AIM OF THE EXERCISE. Can you write out the letters to the editor below in full, word for word?

PASSAGE PROVIDED.
Proper hand washing isn’t optional, it’s a matter of life and death. Until we are able to totally revamp our national health care system, this is one simple thing that we can do for ourselves and our loved ones — make our hospitals clean now.
Eve Visconti
Foster City
Editor’s note: Visconti is the Daily Journal film reviewer.
Compassion for
abortion mothers
Recommended for you
Editor,
This is in response to Lynne Santa Maria’s recent letter, Catholic and American. Lynne Santa Maria stated that Ross Foti told her that he never went to college, so she said he is an unqualified teacher of anything and a poor example of a person of faith. Lynne, what about Jesus and John the Baptist, the apostle? Did they have a college education?
Lynne Santa Maria then states that she used to be pro-life and she too, as pro-life, lacked compassion for a woman who has to have an abortion. Lynne, it is difficult for me to believe you were once pro-life, because if you were truly pro-life, you would have compassion for the mother as well as for the baby. The mother’s life is also in danger. Many women have lose their lives during an abortion or shortly there after in so called safe abortion clinics. If you were really pro-life, you would offer the mother help. Such as medical and housing. If the mother has had an abortion you would offer her counseling- all this free for her. And then you would pray she would not put her life in danger as well as her baby’s life.
The Supreme Court of the United States also had legalized slavery.
Jeanette Garibaldi
Redwood City
Microchipping humans
Editor,
It has been interesting to read the letters concerning the use of microchips in humans. There are places that they could prove very useful such as identifying people suffering from dementia who have a tendency to wander, joggers who are injured and are carrying no identification, infants who might be stolen from hospitals, and figuring out who an unidentified body might be. It is my understanding that the 2000 or so microchips that have been implanted in humans are basically the same as the microchips we have been implanting in animals for several years. And, as a veterinarian of years experience with microchips, it is not quite as simple as your readers seem to feel. First, the microchips are a bit bigger than an eyelash. They are about the size of a piece of steamed rice. So they require a needle about the size of the needle used when you donate blood. Second, the chips contain no patient information at all. They cannot be programmed with this information. They simply allow a scanner specific for that type of microchip to yield an encoded ID number. Then the particular company that stores the data for that type of chip must be contacted to get the information on that patient. While the amount of time needed for that information is there for the lost person or animal, it probably wouldn’t be practical for things like financial information or trying to make sure that a new employee is a legal resident. As time goes on, it may be that the technology will improve so that information could be stored in the chips. But even then, financial and medical information can change every day. How could each chip be updated with new information?

PROVIDED MATERIAL.
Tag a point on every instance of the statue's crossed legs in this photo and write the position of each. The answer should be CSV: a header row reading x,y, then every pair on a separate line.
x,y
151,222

SOLUTION TO THIS EXERCISE.
Proper hand washing isn’t optional, it’s a matter of life and death. Until we are able to totally revamp our national health care system, this is one simple thing that we can do for ourselves and our loved ones — make our hospitals clean now.
Eve Visconti
Foster City
Editor’s note: Visconti is the Daily Journal film reviewer.
Compassion for
abortion mothers
Recommended for you
Editor,
This is in response to Lynne Santa Maria’s recent letter, Catholic and American. Lynne Santa Maria stated that Ross Foti told her that he never went to college, so she said he is an unqualified teacher of anything and a poor example of a person of faith. Lynne, what about Jesus and John the Baptist, the apostle? Did they have a college education?
Lynne Santa Maria then states that she used to be pro-life and she too, as pro-life, lacked compassion for a woman who has to have an abortion. Lynne, it is difficult for me to believe you were once pro-life, because if you were truly pro-life, you would have compassion for the mother as well as for the baby. The mother’s life is also in danger. Many women have lose their lives during an abortion or shortly there after in so called safe abortion clinics. If you were really pro-life, you would offer the mother help. Such as medical and housing. If the mother has had an abortion you would offer her counseling- all this free for her. And then you would pray she would not put her life in danger as well as her baby’s life.
The Supreme Court of the United States also had legalized slavery.
Jeanette Garibaldi
Redwood City
Microchipping humans
Editor,
It has been interesting to read the letters concerning the use of microchips in humans. There are places that they could prove very useful such as identifying people suffering from dementia who have a tendency to wander, joggers who are injured and are carrying no identification, infants who might be stolen from hospitals, and figuring out who an unidentified body might be. It is my understanding that the 2000 or so microchips that have been implanted in humans are basically the same as the microchips we have been implanting in animals for several years. And, as a veterinarian of years experience with microchips, it is not quite as simple as your readers seem to feel. First, the microchips are a bit bigger than an eyelash. They are about the size of a piece of steamed rice. So they require a needle about the size of the needle used when you donate blood. Second, the chips contain no patient information at all. They cannot be programmed with this information. They simply allow a scanner specific for that type of microchip to yield an encoded ID number. Then the particular company that stores the data for that type of chip must be contacted to get the information on that patient. While the amount of time needed for that information is there for the lost person or animal, it probably wouldn’t be practical for things like financial information or trying to make sure that a new employee is a legal resident. As time goes on, it may be that the technology will improve so that information could be stored in the chips. But even then, financial and medical information can change every day. How could each chip be updated with new information?